■ **SOURCE TEXT**:
*****

= Solid-phase synthesis =

Method of synthesizing complex molecules

In chemistry, solid-phase synthesis is a method in which molecules are covalently bound on a solid support material and synthesised step-by-step in a single reaction vessel utilising selective protecting group chemistry. Benefits compared with normal synthesis in a liquid state include:

- High efficiency and throughput
- Increased simplicity and speed

The reaction can be driven to completion and high yields through the use of excess reagent. In this method, building blocks are protected at all reactive functional groups. The order of functional group reactions can be controlled by the order of deprotection. This method is used for the synthesis of peptides, deoxyribonucleic acid (DNA), ribonucleic acid (RNA), and other molecules that need to be synthesised in a certain alignment. More recently, this method has also been used in combinatorial chemistry and other synthetic applications. The process was originally developed in the 1950s and 1960s by Robert Bruce Merrifield in order to synthesise peptide chains, and which was the basis for his 1984 Nobel Prize in Chemistry.

In the basic method of solid-phase synthesis, building blocks that have two functional groups are used. One of the functional groups of the building block is usually protected by a protective group. The starting material is a bead which binds to the building block. At first, this bead is added into the solution of the protected building block and stirred. After the reaction between the bead and the protected building block is completed, the solution is removed and the bead is washed. Then the protecting group is removed and the above steps are repeated. After all steps are finished, the synthesised compound is chemically cleaved from the bead.

If a compound containing more than two kinds of building blocks is synthesised, a step is added before the deprotection of the building block bound to the bead; a functional group which is on the bead and did not react with an added building block has to be protected by another protecting group which is not removed at the deprotective condition of the building block. Byproducts which lack the building block of this step only are prevented by this step. In addition, this step makes it easy to purify the synthesised compound after cleavage from the bead.

*****

[Dataset entries]
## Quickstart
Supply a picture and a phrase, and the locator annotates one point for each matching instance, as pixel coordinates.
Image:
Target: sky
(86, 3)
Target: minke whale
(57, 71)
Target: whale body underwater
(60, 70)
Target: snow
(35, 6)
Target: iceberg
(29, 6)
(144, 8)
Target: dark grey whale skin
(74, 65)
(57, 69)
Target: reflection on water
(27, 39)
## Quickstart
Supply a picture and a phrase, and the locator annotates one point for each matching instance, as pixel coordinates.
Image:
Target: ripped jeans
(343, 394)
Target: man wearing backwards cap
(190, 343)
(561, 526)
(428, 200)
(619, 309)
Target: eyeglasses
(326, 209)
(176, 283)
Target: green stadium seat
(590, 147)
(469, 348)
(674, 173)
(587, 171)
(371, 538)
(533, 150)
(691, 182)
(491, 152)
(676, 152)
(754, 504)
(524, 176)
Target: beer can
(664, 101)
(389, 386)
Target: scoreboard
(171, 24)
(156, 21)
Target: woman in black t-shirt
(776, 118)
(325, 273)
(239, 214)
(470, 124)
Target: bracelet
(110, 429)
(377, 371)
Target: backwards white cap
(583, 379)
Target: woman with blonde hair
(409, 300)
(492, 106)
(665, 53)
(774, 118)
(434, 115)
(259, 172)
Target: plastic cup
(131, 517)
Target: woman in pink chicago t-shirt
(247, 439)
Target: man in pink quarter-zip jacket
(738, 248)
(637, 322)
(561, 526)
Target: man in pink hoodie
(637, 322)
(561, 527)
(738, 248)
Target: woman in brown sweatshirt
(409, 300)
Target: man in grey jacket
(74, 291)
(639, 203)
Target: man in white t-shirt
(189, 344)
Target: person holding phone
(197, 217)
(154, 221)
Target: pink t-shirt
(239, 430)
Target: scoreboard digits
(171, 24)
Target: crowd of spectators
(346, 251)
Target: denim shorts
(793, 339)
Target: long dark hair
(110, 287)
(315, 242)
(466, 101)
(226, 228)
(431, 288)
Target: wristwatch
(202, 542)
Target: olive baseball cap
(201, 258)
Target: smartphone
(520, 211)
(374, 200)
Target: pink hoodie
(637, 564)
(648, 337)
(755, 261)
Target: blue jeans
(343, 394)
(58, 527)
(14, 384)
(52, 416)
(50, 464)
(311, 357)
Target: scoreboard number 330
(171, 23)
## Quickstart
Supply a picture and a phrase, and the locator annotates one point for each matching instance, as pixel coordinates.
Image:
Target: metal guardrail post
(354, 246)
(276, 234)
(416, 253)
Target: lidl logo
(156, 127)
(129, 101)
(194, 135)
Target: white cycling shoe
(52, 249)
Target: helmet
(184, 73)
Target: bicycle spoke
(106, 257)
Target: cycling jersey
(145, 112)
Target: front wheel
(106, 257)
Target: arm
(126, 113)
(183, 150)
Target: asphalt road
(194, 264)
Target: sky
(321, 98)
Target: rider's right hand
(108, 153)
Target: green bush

*****

■ **TASKS**:
#1 Retype the passage on solid-phase synthesis word for word, starting at "- High efficiency" and ending at "Prize in Chemistry.".
#2 According to the passage on solid-phase synthesis, who originally developed the process, and in which decades?
#3 Proceed with the passage on solid-phase synthesis, picking up after its final sentence.
These records come from a different source than the passage.

■ **OUTPUTS FOR THE TASKS**:
#1
- High efficiency and throughput
- Increased simplicity and speed

The reaction can be driven to completion and high yields through the use of excess reagent. In this method, building blocks are protected at all reactive functional groups. The order of functional group reactions can be controlled by the order of deprotection. This method is used for the synthesis of peptides, deoxyribonucleic acid (DNA), ribonucleic acid (RNA), and other molecules that need to be synthesised in a certain alignment. More recently, this method has also been used in combinatorial chemistry and other synthetic applications. The process was originally developed in the 1950s and 1960s by Robert Bruce Merrifield in order to synthesise peptide chains, and which was the basis for his 1984 Nobel Prize in Chemistry.

#2 Robert Bruce Merrifield, in the 1950s and 1960s.

#3
==Solid-phase peptide synthesis (SPPS)==

Solid-phase synthesis is a common technique for peptide synthesis. Usually, peptides are synthesised from the carbonyl group side (C-terminus) to amino group side (N-terminus) of the amino acid chain in the SPPS method, although peptides are biologically synthesised in the opposite direction in cells. In peptide synthesis, an amino-protected amino acid is bound to a solid phase material or resin (most commonly, low cross-linked polystyrene beads), forming a covalent bond between the carbonyl group and the resin, most often an amido or an ester bond. Then the amino group is deprotected and reacted with the carbonyl group of the next N-protected amino acid. The solid phase now bears a dipeptide. This cycle is repeated to form the desired peptide chain. After all reactions are complete, the synthesised peptide is cleaved from the bead.

The protecting groups for the amino groups mostly used in the peptide synthesis are 9-fluorenylmethyloxycarbonyl group (Fmoc) and t-butyloxycarbonyl (Boc). A number of amino acids bear functional groups in the side chain which must be protected specifically from reacting with the incoming N-protected amino acids. In contrast to Boc and Fmoc groups, these have to be stable over the course of peptide synthesis although they are also removed during the final deprotection of peptides.

==Solid-phase synthesis of DNA and RNA==

Relatively short fragments of DNA, RNA, and modified oligonucleotides are also synthesised by the solid-phase method. Although oligonucleotides can be synthesised in a flask, they are almost always synthesised on solid phase using a DNA/RNA synthesizer. For a more comprehensive review, see oligonucleotide synthesis. The method of choice is generally phosphoramidite chemistry, developed in the 1980s.